SUPPLIED DATA ->
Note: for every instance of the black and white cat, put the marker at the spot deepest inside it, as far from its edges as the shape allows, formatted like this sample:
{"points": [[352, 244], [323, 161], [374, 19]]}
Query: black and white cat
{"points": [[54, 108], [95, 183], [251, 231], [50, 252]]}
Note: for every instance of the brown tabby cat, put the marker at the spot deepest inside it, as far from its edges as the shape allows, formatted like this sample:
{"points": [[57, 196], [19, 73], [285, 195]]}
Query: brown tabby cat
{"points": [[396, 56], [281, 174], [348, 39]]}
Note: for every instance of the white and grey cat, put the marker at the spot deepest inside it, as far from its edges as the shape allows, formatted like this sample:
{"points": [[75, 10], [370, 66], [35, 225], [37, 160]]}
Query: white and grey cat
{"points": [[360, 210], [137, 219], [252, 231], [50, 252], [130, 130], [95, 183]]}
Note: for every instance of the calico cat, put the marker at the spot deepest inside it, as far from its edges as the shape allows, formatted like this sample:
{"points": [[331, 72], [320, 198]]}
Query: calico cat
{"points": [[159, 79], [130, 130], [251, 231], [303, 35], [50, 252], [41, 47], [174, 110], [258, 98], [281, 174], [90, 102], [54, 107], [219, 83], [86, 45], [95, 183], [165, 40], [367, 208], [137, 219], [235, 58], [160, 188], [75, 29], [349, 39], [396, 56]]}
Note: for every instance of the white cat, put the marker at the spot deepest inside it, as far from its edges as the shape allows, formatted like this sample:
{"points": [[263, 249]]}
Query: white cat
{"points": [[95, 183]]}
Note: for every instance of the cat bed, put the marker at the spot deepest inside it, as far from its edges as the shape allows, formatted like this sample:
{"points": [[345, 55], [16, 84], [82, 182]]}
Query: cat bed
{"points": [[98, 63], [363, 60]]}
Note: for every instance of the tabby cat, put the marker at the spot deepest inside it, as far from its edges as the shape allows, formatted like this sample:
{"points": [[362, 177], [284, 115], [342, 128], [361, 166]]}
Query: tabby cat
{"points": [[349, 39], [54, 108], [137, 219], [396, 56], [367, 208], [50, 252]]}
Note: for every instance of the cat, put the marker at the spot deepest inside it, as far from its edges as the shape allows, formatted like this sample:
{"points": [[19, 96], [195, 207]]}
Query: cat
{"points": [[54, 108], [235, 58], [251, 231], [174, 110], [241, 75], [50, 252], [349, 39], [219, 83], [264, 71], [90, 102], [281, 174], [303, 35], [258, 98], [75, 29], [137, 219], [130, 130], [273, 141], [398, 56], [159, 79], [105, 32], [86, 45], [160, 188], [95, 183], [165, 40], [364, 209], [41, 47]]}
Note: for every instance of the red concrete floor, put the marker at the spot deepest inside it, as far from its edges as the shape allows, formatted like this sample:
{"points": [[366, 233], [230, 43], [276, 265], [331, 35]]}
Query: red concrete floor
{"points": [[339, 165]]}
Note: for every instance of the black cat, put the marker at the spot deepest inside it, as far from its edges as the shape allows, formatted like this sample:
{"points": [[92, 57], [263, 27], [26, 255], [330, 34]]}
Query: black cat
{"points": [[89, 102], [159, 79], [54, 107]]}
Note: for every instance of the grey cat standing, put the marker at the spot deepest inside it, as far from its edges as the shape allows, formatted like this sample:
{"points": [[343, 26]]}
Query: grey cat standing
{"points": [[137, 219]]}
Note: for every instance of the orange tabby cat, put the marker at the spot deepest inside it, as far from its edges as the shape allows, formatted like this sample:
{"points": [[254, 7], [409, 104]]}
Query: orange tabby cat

WHAT THE TASK ASKS -> Could you repeat every record above exactly as it appears?

EXPECTED ANSWER ->
Note: for every instance of the black and white cat, put the marker at the spot deepest inside it, as far from its edges as the shape allows, formatted like this sample:
{"points": [[352, 244], [323, 161], [374, 19]]}
Query: black and white cat
{"points": [[54, 108], [95, 183], [251, 231], [50, 252]]}
Note: for every instance of the brown tabby cat, put the marker at the spot deepest inside it, as far from its edges as the shape allows, formatted like this sample:
{"points": [[57, 196], [19, 73], [285, 195]]}
Query: brown tabby cat
{"points": [[396, 56], [281, 174], [348, 39]]}
Note: for every instance of the white and grey cat, put the marker at the spot deepest inside it, as far from its edges as the shape allows, formatted like this sample:
{"points": [[75, 10], [370, 66], [35, 225], [37, 160]]}
Query: white and grey cat
{"points": [[360, 210], [137, 219], [252, 231], [50, 252], [130, 130], [95, 183]]}
Note: for every instance of the calico cat, put the marker at the spot deepest inside it, as far from its edges as the shape allows, formatted like this sample:
{"points": [[331, 72], [320, 198]]}
Query: calico cat
{"points": [[159, 79], [130, 130], [251, 231], [303, 35], [50, 252], [41, 47], [174, 110], [258, 98], [281, 174], [90, 102], [54, 107], [219, 83], [86, 45], [95, 183], [165, 40], [367, 208], [137, 219], [235, 58], [160, 188], [75, 29], [349, 39], [396, 56]]}
Note: for every instance of the white cat, put the marker at the spot deepest inside it, as far from its edges as the shape allows, formatted like this sample:
{"points": [[263, 249]]}
Query: white cat
{"points": [[95, 183]]}
Note: for every instance of the cat bed, put the marker at the spot deepest inside it, as far from its edges as the shape allows, formatted like this sample:
{"points": [[345, 55], [16, 84], [82, 182]]}
Query: cat bed
{"points": [[98, 63], [363, 60]]}
Note: for every instance of the tabby cat, put the marker at the spot deepest inside it, as far from its edges as the shape allows, formatted like this sample:
{"points": [[362, 177], [284, 115], [342, 128], [361, 166]]}
Query: tabby cat
{"points": [[349, 39], [54, 108], [137, 219], [396, 56], [367, 208], [50, 252]]}
Note: for every instance of the cat, put the marker at the spot deepest inside it, as far from its edges as the shape allows, formatted like this sample:
{"points": [[19, 96], [195, 207]]}
Query: cat
{"points": [[54, 108], [235, 58], [251, 231], [174, 110], [241, 75], [50, 252], [349, 39], [219, 83], [264, 71], [90, 102], [281, 174], [303, 35], [258, 98], [75, 29], [137, 219], [130, 130], [273, 141], [398, 56], [159, 79], [105, 32], [86, 45], [160, 188], [95, 183], [165, 40], [364, 209], [41, 47]]}
Note: for every instance of the red concrete floor, put the marker at the spot deepest inside it, as far from its edges as the shape allows, formatted like this sample:
{"points": [[366, 233], [230, 43], [276, 265], [331, 35]]}
Query: red concrete floor
{"points": [[339, 165]]}
Note: for every instance of the black cat, put the marker at the spot deepest inside it, as far from its edges as the shape allows, formatted like this sample:
{"points": [[92, 57], [263, 27], [26, 255], [330, 34]]}
Query: black cat
{"points": [[89, 102], [159, 79], [54, 107]]}
Note: for every instance of the grey cat standing, put the marker at the spot deepest inside it, as far from its edges as the shape allows, formatted like this sample:
{"points": [[343, 26]]}
Query: grey cat standing
{"points": [[137, 219]]}
Note: for every instance of the orange tabby cat, put the marker at the spot deepest inside it, as far from its edges as the shape allows, formatted like this sample:
{"points": [[254, 7], [409, 104]]}
Query: orange tabby cat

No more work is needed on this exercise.